### 依頼
(a) MCU映画の感想文で、「エンドゲーム」以降の作品の中で唯一プリミティブな楽しみがあったと筆者が書いているのは、どの作品ですか。
(b) MCU映画の感想文を、最後の文のあとから書き進めてください。

### 文書の抜粋
-=-=-=-=-

大前提として僕はMCUのドラマシリーズに関しては一個も観ていない。本作に関しては必須と言われていた「ワンダ・ヴィジョン」も当然ながら観ていない。ドラマシリーズまで熱心に追っているファンの方には「その程度の奴が書いた感想」として受け止めて欲しいのだが、ハッキリ言って今作はそれらを観てなくとも、何となく状況を察することが出来る程度には良心的な作りになっていたと思う。余談になるが、この「ストーリー的に分からないとこがありながら探り探り観ていく感じ」は皮肉にも、原作コミックを読んでいる感覚に近いと思った。と言うのも、原作コミックはMCU以上にありとあらゆるストーリーラインが交錯する作りになっているので、読んでいて「これは一体どう言う設定なんだ?」と混乱すること夥しい。しかし、そう言った瑣末な部分でいちいち混乱していては読み進められないので、「分からないところはひとまず放置して、本筋に集中する」読み方が求められる。そういったスキルが今後のMCUには求められるということが、「コミックに接近するMCU」というあり方を逆説的に証明しているようにも思える。

正直、最近のMCUの作品に対して、個人的には食傷気味であった感は否めない。詳しくは、以前書いた「スパイダーマン NWH」評を参照して頂きたい。しかし、サム・ライミが監督するとなれば話は別だ。なにせ僕の心の一作である「死霊のはらわた」や「スパイダーマン2」を撮った男である。その一方で、言うてもMCUは超巨大資本に基づいた「ファミリー映画」だ。その中で、サム・ライミはどのように戦うのだろうか?もはや映画とは言い難い、ファン向けのプロダクトに成り下がったMCU作品でどんな映画を撮るのだろうか?

結果的には、それらの懸念は全て杞憂に終わった。

サム・ライミはサム・ライミであることを貫き通した。完全勝利である。

MOMは昨今のMCU作品が重きを置いてきた、「知っているこの人が出た!」というファンしか喜ばないサプライズ的な楽しみを遥かに超越した、プリミティブでサム・ライミ的としか言えない「映画的な楽しさ」を大量に投入した傑作である。この「プリミティブな映画的楽しさ」は「キャプテン・アメリカ ウィンター・ソルジャー」や「ガーディアンズ・オブ・ギャラクシー」にあったソレと非常に近しい感覚であり、「エンドゲーム」以降ではすっかり失われてしまった感覚だ(唯一「シャン・チー」にはそういう楽しみがあったと思う)。MCUは既に「映画の枠を超えたアートフォーム」であると思う。「映画」がもはや単体の「映画」としての楽しみや評価を必要とせず、ディズニーによる巨大なファンダムの中で全てが完結していく。広義な意味での「映画」を志向しないはずの(言い換えれば外部との適応性がない)このような作品群が、広義な意味での「映画」というエンターテイメントの本流となってしまっている状況はかなり危うい。マーティン・スコセッシやフランシス・フォード・コッポラのようなレジェンド監督達ですら思うように映画が撮れないような「ディズニーとファンダムによる超資本主義独裁体制」は長い目で観れば「映画」の死滅を意味しているし、そのような状況では当然ながらインディペンデントから新たな才能が登場することだってなくなってくるだろう。

-=-=-=-=-

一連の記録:
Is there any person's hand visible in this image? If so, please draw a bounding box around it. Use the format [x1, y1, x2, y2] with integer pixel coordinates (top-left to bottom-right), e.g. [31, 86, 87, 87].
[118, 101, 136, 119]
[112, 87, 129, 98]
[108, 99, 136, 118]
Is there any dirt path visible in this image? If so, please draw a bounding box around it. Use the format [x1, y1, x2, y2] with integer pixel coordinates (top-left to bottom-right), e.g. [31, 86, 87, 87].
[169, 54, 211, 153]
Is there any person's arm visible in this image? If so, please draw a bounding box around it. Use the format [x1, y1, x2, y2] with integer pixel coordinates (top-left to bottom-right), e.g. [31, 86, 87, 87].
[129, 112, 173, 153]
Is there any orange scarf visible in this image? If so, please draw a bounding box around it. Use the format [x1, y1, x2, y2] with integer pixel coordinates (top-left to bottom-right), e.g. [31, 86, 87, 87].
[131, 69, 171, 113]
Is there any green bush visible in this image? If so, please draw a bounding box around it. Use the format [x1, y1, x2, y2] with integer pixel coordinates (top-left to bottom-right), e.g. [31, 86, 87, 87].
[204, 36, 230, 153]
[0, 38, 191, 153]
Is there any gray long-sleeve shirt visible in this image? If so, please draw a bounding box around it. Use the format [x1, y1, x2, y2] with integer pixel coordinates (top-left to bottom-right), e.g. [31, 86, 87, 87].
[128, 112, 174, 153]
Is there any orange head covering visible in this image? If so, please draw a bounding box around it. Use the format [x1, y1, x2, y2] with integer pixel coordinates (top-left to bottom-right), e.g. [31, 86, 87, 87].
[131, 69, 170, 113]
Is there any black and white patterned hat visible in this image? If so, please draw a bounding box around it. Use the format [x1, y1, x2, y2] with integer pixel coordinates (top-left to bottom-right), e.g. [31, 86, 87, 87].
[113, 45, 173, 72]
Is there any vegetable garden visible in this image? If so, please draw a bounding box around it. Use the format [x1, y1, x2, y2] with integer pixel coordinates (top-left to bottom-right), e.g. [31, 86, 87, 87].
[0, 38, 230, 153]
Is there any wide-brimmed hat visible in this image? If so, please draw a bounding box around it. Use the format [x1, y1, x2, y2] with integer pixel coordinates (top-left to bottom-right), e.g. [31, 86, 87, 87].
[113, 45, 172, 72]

-=-=-=-=-

### 出力結果
(a) 「シャン・チー」です。

(b)
MOMはそういった「ファンダムならではの楽しみ」にハッキリと背を向けている。と言うよりも、そういった「楽しみ」を明確に拒絶し、「映画」といえばMCUしか観ないようなファンを蹴り飛ばし、「こっちはサム・ライミだ馬鹿野郎!!!」と高らかに宣言してみせる作家主義の作品だ。サム・ライミはMCUから「映画」を取り返した(と現時点では思える)。予告編から仄めかされていた最大のサプライズは「イルミナティ」の登場だろう。声を発するだけで宇宙を破滅させる超人、ブラックボルト。兼ねてから出演を熱望していたジョン・クラシンスキー演じるミスター・ファンタスティック。そして、長らくパトリック・スチュワートが演じてきたプロフェッサーXことチャールズ・エグゼビアなどなどファンなら歓喜すること間違いなしの重要キャクターが一気呵成に登場する。しかし、本当のサプライズはここからで、なんとこいつらが数分後にはバタバタと死ぬのである。しかも、極めて悪趣味にだ(ここでいう悪趣味とは「人体をおもちゃ感覚で破壊するカートゥーンアニメ的な悪趣味」を指す)。ブラックボルトは口を塞がれ脳みそが破裂。ミスター・ファンタスティックは裂けるチーズのように切り刻まれ爆発。キャプテン・カーターは盾で身体を真っ二つ。プロフェッサーXは呆気なく首をへし折られてしまう。サム・ライミの「サプライズとかもう鬱陶しいし、面倒臭い!!」という声が聞こえてくるようだ。サプライズをちゃっちゃと切り捨て、その代わりにライミは「ライミ的としか言えない最高に楽しいアイデア」と「物語」を提供する。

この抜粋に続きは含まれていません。